EXTRAIT SOURCE:
□ □ □ □

Description
ATTENDU QUE est une réponse, point par point, mot après mot, à la résolution du Congrès d’avril 2009 qui formulait les excuses du gouvernement américain aux Indiens, qualifiée bien crânement de « réconciliation historique » mais passée inaperçue… et restée lettre morte.
Layli Long Soldier interroge ici jusqu’à l’inanité même de la notion d’excuses : s’il est primordial que l’État fédéral reconnaisse ses actes envers les tribus indiennes, la « réparation » ne dépend pas, n’a jamais dépendu de lui, les Indiens n’ont pas besoin de réconciliation, ils sont peuples souverains, ont lutté et continuent de lutter pour leurs droits. D’ailleurs, ces excuses sont adressées en anglais et il n’existe pas de mot en langue indienne pour « excuse » ou « désolé », dit l’auteure… Et c’est bien la question de la langue qui est soulevée tout au long du livre : comment écrire dans la langue de l’occupant, parce que sa langue propre a été interdite, que de ce fait, « pauvre en langue », ne lui reste plus qu’à « secouer la morte ». Comment vivre aujourd’hui, de tout son être, en tant qu’Indienne, femme, mère — comment « les mots précis [de la résolution] enclenchent les vitesses du poème en marche ».
Le livre est construit en deux parties. D’abord les « préoccupations », qui sont celles de Layli Long Soldier dans sa « langagitude », poèmes du quotidien qui impliquent tout du corps, traversé par la terre, la lumière, où elle dit l’enfance, l’amour, la maternité ou l’absence, l’Histoire au présent d’un peuple colonisé. Dans la seconde partie, Layli Long Soldier, calquant la résolution officielle, énonce ses propres déclarations préliminaires (toutes introduites par « ATTENDU QUE », citant et commentant régulièrement le texte original) et ses « résolutions » (le texte est ici intégralement repris mais de façon complètement détournée).
Il en ressort une véritable dénonciation du texte de loi, ou précisément, comme le dit Layli Long Soldier, un « acte juridique à la première personne ». De façon incisive, littéralement frappante, la langue anglaise se retourne ainsi contre ce qu’elle représente par la force subversive de la poésie : « Attendu que met la table. La nappe. Les salières et les assiettes. […] je suis amenée à répondre, attendu que, j’ai appris à exister et ce sans votre formalité, salières, assiettes, nappe. »
« WHEREAS défie la construction et le maintien d’un empire en transformant la page de telle sorte qu’elle résiste à la tension d’un corps, d’un pays occupés et, plus précisément, d’une langue occupée… » (Natalie Diaz, The New York Times Review)

□ □ □ □

EXTRAITS DE DONNÉES:
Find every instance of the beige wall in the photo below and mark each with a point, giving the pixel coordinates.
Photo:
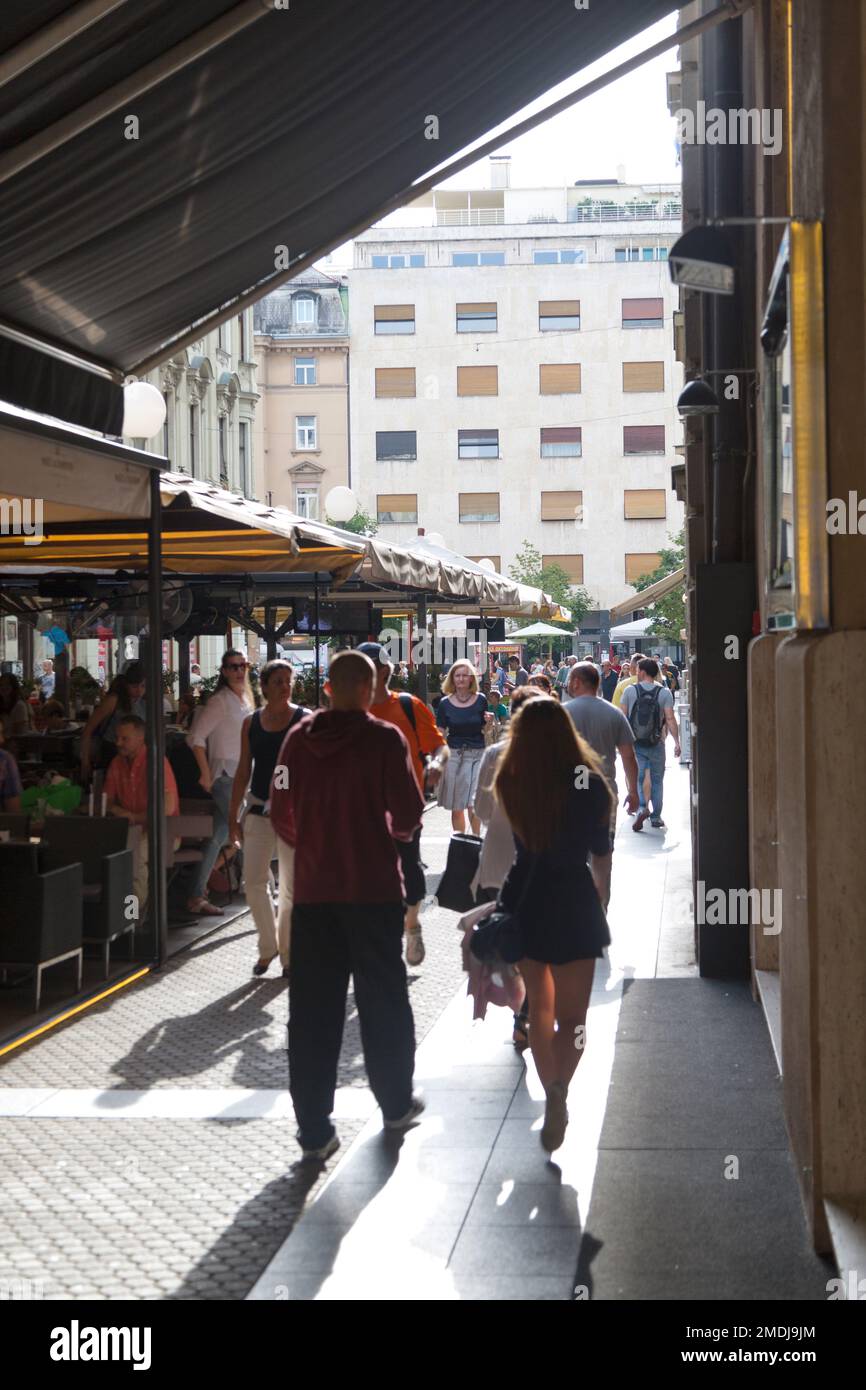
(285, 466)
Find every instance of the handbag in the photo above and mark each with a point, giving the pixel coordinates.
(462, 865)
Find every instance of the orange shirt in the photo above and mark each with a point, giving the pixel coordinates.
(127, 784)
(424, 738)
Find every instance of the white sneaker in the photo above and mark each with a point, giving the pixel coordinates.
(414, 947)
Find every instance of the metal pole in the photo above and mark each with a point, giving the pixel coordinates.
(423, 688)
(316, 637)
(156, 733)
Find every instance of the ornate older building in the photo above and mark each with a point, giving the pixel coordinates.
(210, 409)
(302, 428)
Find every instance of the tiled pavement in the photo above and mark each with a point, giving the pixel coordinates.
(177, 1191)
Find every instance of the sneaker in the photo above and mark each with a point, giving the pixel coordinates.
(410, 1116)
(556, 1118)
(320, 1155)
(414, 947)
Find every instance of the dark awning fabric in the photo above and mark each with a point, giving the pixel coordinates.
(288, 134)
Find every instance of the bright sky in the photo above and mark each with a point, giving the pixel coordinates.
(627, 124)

□ □ □ □

CONSIGNES:
a) Répondez à ces questions d'après l'extrait :
(i) De quel mois et de quelle année date la résolution du Congrès à laquelle répond le livre ?
(ii) En combien de parties le livre est-il construit ?
(iii) Quelle publication est citée après le nom de Natalie Diaz ?
b) Recopiez, s'il vous plaît, tout ce qui va dans l'extrait de « Description » jusqu'à « restée lettre morte. ».

RÉPONSES:
a)
(i) Avril 2009.
(ii) Deux parties.
(iii) The New York Times Review.

b)
Description
ATTENDU QUE est une réponse, point par point, mot après mot, à la résolution du Congrès d’avril 2009 qui formulait les excuses du gouvernement américain aux Indiens, qualifiée bien crânement de « réconciliation historique » mais passée inaperçue… et restée lettre morte.